----- MATERIAL PROVIDED -----
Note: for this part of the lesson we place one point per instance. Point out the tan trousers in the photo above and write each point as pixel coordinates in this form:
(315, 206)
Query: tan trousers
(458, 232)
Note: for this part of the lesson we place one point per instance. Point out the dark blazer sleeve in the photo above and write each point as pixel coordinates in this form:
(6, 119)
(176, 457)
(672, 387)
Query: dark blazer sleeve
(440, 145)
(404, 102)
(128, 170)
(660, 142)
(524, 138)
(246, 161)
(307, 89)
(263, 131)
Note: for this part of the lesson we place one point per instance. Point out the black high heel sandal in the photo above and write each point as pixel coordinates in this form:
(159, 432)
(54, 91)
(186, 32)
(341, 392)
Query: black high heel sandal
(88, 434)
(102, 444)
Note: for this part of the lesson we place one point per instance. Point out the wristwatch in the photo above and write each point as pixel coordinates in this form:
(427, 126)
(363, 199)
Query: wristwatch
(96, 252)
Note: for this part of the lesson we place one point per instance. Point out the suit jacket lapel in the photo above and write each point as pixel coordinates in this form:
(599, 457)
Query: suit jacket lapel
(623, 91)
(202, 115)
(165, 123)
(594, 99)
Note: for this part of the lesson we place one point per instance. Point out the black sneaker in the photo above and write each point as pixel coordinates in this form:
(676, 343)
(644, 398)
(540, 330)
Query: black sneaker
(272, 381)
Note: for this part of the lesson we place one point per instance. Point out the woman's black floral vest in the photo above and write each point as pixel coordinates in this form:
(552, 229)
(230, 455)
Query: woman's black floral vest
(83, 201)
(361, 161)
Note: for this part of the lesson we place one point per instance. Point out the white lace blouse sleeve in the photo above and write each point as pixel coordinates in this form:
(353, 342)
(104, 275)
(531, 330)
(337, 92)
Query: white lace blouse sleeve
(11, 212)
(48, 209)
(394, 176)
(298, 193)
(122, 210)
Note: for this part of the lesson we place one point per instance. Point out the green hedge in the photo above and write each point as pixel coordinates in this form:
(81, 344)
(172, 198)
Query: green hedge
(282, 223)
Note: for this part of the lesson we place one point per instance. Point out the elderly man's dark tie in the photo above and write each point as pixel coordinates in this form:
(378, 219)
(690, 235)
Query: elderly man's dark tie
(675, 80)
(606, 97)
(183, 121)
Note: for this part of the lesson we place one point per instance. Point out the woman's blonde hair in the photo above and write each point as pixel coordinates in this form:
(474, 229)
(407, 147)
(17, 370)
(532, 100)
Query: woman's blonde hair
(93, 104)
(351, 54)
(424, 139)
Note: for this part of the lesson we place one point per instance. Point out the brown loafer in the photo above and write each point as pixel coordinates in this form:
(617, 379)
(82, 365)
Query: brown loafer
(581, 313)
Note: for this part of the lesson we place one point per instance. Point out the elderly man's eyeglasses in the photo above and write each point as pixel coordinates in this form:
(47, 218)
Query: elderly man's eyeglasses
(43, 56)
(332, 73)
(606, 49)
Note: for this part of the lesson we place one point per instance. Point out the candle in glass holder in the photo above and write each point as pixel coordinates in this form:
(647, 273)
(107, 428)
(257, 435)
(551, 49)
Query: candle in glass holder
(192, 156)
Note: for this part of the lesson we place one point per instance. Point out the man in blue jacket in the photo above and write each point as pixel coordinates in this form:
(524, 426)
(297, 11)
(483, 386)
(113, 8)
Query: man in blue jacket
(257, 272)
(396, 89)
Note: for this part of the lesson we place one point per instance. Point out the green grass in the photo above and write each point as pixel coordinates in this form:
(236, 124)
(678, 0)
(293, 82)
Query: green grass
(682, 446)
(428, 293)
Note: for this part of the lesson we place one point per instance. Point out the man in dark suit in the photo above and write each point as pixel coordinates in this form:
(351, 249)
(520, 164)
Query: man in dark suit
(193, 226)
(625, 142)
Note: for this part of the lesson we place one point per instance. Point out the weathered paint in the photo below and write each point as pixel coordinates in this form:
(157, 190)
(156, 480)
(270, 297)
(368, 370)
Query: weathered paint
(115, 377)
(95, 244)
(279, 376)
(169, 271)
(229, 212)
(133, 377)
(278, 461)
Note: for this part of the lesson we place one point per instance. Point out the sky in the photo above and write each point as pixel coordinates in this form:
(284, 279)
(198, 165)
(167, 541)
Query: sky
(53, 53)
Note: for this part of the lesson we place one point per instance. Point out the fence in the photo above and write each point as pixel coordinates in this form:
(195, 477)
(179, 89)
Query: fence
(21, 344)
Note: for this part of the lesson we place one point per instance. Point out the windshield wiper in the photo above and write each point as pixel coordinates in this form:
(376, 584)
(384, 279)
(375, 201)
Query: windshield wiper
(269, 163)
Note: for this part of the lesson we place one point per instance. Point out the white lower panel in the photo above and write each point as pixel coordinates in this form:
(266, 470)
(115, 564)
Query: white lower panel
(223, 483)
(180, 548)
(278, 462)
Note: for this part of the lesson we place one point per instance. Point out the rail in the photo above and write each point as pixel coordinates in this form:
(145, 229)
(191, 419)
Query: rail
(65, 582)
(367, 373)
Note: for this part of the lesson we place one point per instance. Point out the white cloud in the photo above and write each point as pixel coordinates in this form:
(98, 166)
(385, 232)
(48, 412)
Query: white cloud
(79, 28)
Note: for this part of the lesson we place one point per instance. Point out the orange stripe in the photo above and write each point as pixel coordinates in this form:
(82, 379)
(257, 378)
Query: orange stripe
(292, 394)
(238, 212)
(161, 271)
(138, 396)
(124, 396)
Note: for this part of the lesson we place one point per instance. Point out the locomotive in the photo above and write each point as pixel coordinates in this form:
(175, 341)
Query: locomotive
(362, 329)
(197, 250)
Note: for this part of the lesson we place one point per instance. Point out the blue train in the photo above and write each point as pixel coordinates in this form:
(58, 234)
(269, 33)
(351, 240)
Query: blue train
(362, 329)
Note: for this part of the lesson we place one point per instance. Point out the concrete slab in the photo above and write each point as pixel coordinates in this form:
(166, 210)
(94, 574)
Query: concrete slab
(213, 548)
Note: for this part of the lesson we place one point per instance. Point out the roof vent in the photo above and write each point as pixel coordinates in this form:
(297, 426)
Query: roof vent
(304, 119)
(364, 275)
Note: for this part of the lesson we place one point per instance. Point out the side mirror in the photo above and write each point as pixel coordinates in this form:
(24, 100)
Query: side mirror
-----
**ABOUT THIS TASK:** Begin at the top of the listing above and set down each line exactly. Stop after the line that contains "out the dark".

**ANSWER TO THE PROBLEM:**
Note: for this part of the lesson we place one point per instance. Point out the tan trousers in the photo above and write each point as pixel coordinates in this form:
(315, 206)
Query: tan trousers
(458, 232)
Note: for this part of the lesson we place one point per instance. Point out the dark blazer sleeve in the photo above and write each point as pixel coordinates in this form:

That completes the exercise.